◆ PAGE ◆
- - - -
La géothermie est une source énergie peu connue du grand public. Pourtant, étant une énergie durable et non intermittente, l’exploitation de la chaleur terrestre présente de nombreux avantages environnementaux, mais aussi technologiques grâce à des techniques d’exploitation qui sont matures. En France, deux régions ont développé des centrales géothermiques produisant de l’électricité dont la Guadeloupe, dans la zone dite de Bouillante, qui a été historiquement la première centrale géothermique française en service.
La centrale géothermie de Bouillante en Guadeloupe. Source : flickr.com
Développement de la géothermie en Guadeloupe, un projet précurseur mais limité
En 1986, la centrale de Bouillante en Guadeloupe est la seule réalisation de haute-énergie en France. C’est aussi l’unique unité de production d’électricité d’origine géothermique des Antilles. Il s’agit alors d’une petite unité, d’une puissance de 4,5 MW pouvant produire 30 GWh d’électricité annuellement. En 1999 est proposée la réalisation d’une seconde centrale plus puissante, à hauteur de 11 MW, le potentiel géothermique du territoire autorisant une exploitation plus poussée. Cette unité B2 est mise en service en 2005.
Ainsi, depuis 1986, la valorisation des ressources locales en Guadeloupe, notamment des ressources renouvelables est en augmentation constante. Concernant spécifiquement la géothermie, celle- ci augmente en six ans, entre 2013 et 2019, sa capacité de production de 28.691 MWh.
La France a réussi à saisir une opportunité judicieuse sur le territoire guadeloupéen, en commençant à développer la production d’électricité d’origine géothermique. Elle a continué sur cette lancée jusqu’à nos jours, augmentant progressivement la puissance installée et la capacité de production. Malgré tout, ce processus ne s’est pas fait sans heurt.
Un projet guadeloupéen aux nombreux aléas
Tout d’abord, il faut bien voir que la première centrale Bouillante 1 est une centrale « prototype ». De 1986 à 1995, EDF utilise ainsi surtout l’installation B1 pour des expérimentations sur les systèmes de contrôle commande. C’est aussi la période du « contre-choc pétrolier » et la France se désintéresse quelque peu des énergies renouvelables, dont la géothermie. A cela s’ajoute des problèmes techniques récurrents sur les machines, EDF devant même mettre à l’arrêt sa production de 1992 à 1994. Le Bureau de recherches géologiques et minières (BRGM), établissement public français, rachète les installations à EDF en 1995. Cependant, des problèmes sociaux et de fonctionnement apparaissent, notamment en 2009 où la production doit être arrêté pendant 2 ans.
- - - -
◆ DONNÉES FOURNIES ◆

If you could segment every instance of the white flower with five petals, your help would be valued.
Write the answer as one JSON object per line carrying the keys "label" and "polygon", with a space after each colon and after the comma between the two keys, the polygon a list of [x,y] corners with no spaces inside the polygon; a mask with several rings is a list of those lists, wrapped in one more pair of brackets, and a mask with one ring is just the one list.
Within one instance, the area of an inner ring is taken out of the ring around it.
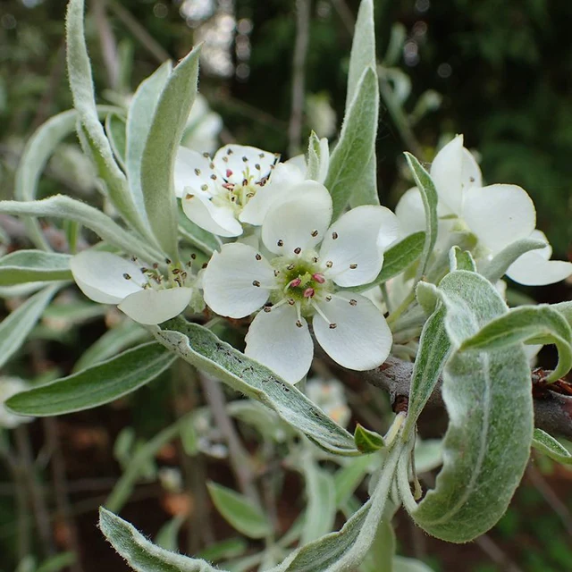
- - - -
◆ CONSIGNES ◆
• a. Recopiez mot pour mot, dans le texte sur la géothermie en Guadeloupe, tout ce qui va de « Ainsi, depuis 1986, la » jusqu'à « fait sans heurt. ».
• b. Répondez aux questions suivantes d'après le texte sur la géothermie en Guadeloupe :
(i) Quelle puissance est prévue pour la seconde centrale proposée en 1999 ?
(ii) Quel établissement public rachète les installations à EDF en 1995 ?
(iii) Durant quelle période EDF doit-elle mettre sa production à l'arrêt ?
• c. Rédigez la suite du texte sur la géothermie en Guadeloupe, en reprenant après sa dernière phrase.

◆ RÉPONSES ◆
• a.
Ainsi, depuis 1986, la valorisation des ressources locales en Guadeloupe, notamment des ressources renouvelables est en augmentation constante. Concernant spécifiquement la géothermie, celle- ci augmente en six ans, entre 2013 et 2019, sa capacité de production de 28.691 MWh.
La France a réussi à saisir une opportunité judicieuse sur le territoire guadeloupéen, en commençant à développer la production d’électricité d’origine géothermique. Elle a continué sur cette lancée jusqu’à nos jours, augmentant progressivement la puissance installée et la capacité de production. Malgré tout, ce processus ne s’est pas fait sans heurt.

• b.
(i) 11 MW.
(ii) Le Bureau de recherches géologiques et minières (BRGM).
(iii) De 1992 à 1994.

• c.
Au total, la centrale n’a fonctionné qu’à peine 4.500 heures par an en moyenne entre 1996 et 2013 alors qu’elle a une capacité moyenne de 7.000 heures par an. La Cour des comptes parle d’une « conduite chaotique des opérations, financières, techniques, humaines relatives à l’usine Bouillante ». Finalement, sous la pression de la Région et du ministère de l’Écologie, du Développement durable et de l’Énergie, l’ouverture du capital de la société Géothermie Bouillante est relancée et en 2016, un protocole d’achat est signée par la société américaine Ormat Technologies, détenant dès lors 60% du capital de la société Géothermie Bouillante.
Et après ?
En 2020 la Guadeloupe n’a jamais produit autant d’électricité à partir d’énergies renouvelables : 394 GWh soit 23,32 % du mix électrique. Mais le développement de la production d’électricité par géothermie (et des autres EnR) reste bien faible. Notamment, la Guadeloupe reste très dépendante des énergies fossiles et des importations d’énergies fossiles (c’est d’ailleurs le territoire le plus dépendant au niveau énergétique des ZNI français).
Ainsi, le potentiel géothermique de la Guadeloupe et de la région Caraïbe est encore fortement sous exploité même si un certain nombre de projets, qu’ils soient déjà en cours ou non, sont prévus pour augmenter l’exploitation géothermique du territoire et de ses alentours dans un but de production d’électricité.
Actuellement, c’est dans un autre territoire français que se développe une expertise scientifique française en géothermie reconnue au niveau international. A Soultz-Sous-Forêts, dans le Bas- Rhin, ont été posés les fondements de la géothermie dite « Enhanced Geothermal System » (EGS), une technologie non encore parfaitement aboutie mais prometteuse. Les avancées de ce projet et sa réussite pourraient être un accélérateur d’autres projets de géothermie et renouveler l’intérêt qu’il y a à produire de l’électricité par cette énergie dans les Outre-mer.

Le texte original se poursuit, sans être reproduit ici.